### SOURCE DOCUMENT
======
President Nazarbayev signed into law amendments to five legal codes and 19 laws on counterterrorism and extremism on December 22, 2016. Some of the amendments provide additional powers to security and law enforcement bodies, including simplifying procedures for conducting special search operations, granting security agencies increased control of visas and residency permits, and limiting the use of encrypted communications. Almost a fifth of the amendments simply add two years to sentencing rules in the criminal code. The amendments broadened restrictions on gun ownership and increased liability for gun store owners. An analysis from the Organization for Security and Cooperation in Europe's Office of Democratic Institutions and Human Rights, requested by the Parliament during discussion on the amendments, noted Kazakhstan's broad and vague legal definitions of extremism, which the new legislation failed to clarify, could lead to the arrest and prosecution for offenses not considered criminal by international standards. Local analysts criticized amendments that required homeowners to register guests who stay more than 10 days and a provision giving the government an internet and mobile phone network "kill switch" in the event of an "emergency," defined as everything from terrorist attacks to unapproved public rallies. Other amendments require government approval for production and dissemination of all religious literature and informational material and narrowed the personal use exemption for imported religious materials. They also call on Ministry of Religious and Civil Society Affairs to regulate religious tourism and oversee participation in the Hajj.

Law enforcement units demonstrated a strong capacity to detect, deter, and respond to terrorist incidents. The government responded to both attacks in 2016 quickly and prioritized protection of civilians in efforts to arrest the attackers. The government's counterterrorism plan allowed for enhanced interagency cooperation, coordination, and information sharing, but the extent to which this actually occurred remained unknown. There were four special counterterrorism detachments under the Ministry of Internal Affairs, and one under the KNB. In advance of EXPO 2017 in Astana, security services have bolstered resources and capacity to protect soft targets.

Kazakhstan's Border Guard Service (BGS), part of the KNB, uses specialized passport control equipment, allowing officers to check for fraudulent documents. BGS officers received training by the State Department's Export Control and Related Border Security program to identify traffickers and terrorists, as well as K-9 unit training for counterterrorism operations. Kazakhstan remained a partner nation in the Department of State's Antiterrorism Assistance program. In recent years, Kazakhstan has strengthened security on its southern border by adding radar systems, inspection equipment and vehicles, and specialized mobile inspection groups. The government proactively worked to prevent Kazakhstanis from traveling to fight abroad in Syria and Iraq, although authorities did not release specific numbers of total fighters it arrested in 2016.

Courts delivered numerous sentences for promotion of "extremism" and terrorism, militant activities in Syria, and recruitment and plotting terrorist acts. While the government does not release annual statistics of counterterrorism-related arrests, the deputy chairman of the KNB told Parliament in September the government had thwarted 64 terrorist plots in the past five years and convicted 445 terrorists, including 33 who had returned from conflict zones.

Countering the Financing of Terrorism: Kazakhstan belongs to the Eurasian Group on Combating Money Laundering and Financing of Terrorism (EAG), a Financial Action Task Force (FATF)-style regional body. Kazakhstan's unregulated financial sector is relatively small. In 2016, Kazakhstan made improvements in compliance with FATF standards for the criminalization of money laundering and terrorist financing and was removed from the EAG's "enhanced monitoring procedures" list.
======
### DIRECTIONS FOR THIS TASK
Rewrite the passage on Kazakhstan's counterterrorism efforts from "Courts delivered numerous" up to and including "from conflict zones.", putting "disrupted" in place of "thwarted".

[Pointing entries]
======
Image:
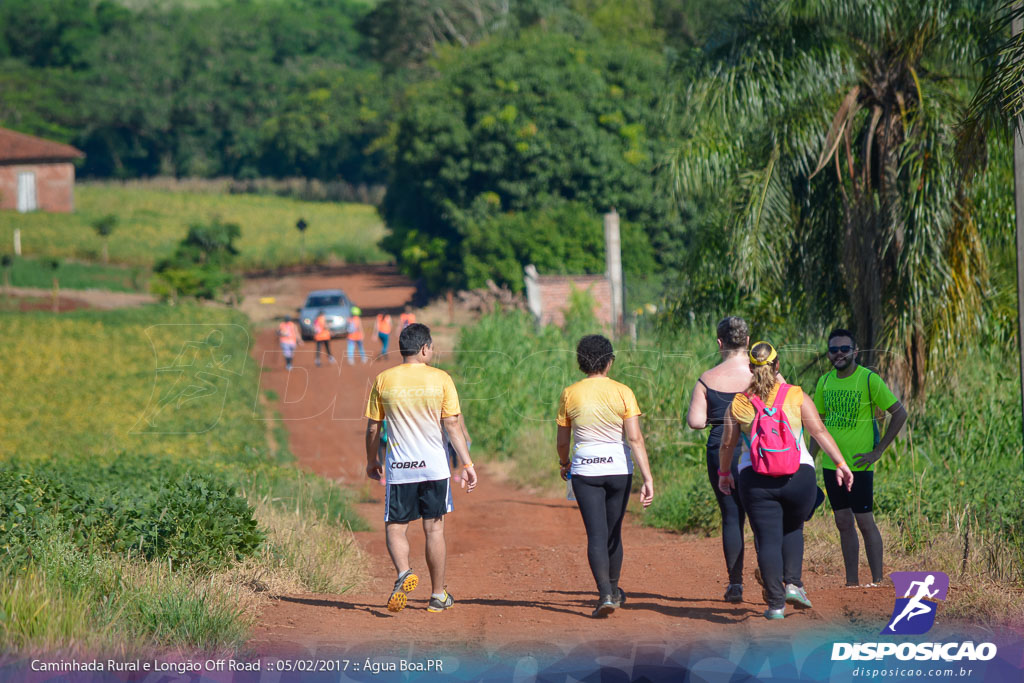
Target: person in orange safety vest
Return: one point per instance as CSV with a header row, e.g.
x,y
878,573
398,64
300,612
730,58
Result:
======
### ANSWER TO THE TASK
Courts delivered numerous sentences for promotion of "extremism" and terrorism, militant activities in Syria, and recruitment and plotting terrorist acts. While the government does not release annual statistics of counterterrorism-related arrests, the deputy chairman of the KNB told Parliament in September the government had disrupted 64 terrorist plots in the past five years and convicted 445 terrorists, including 33 who had returned from conflict zones.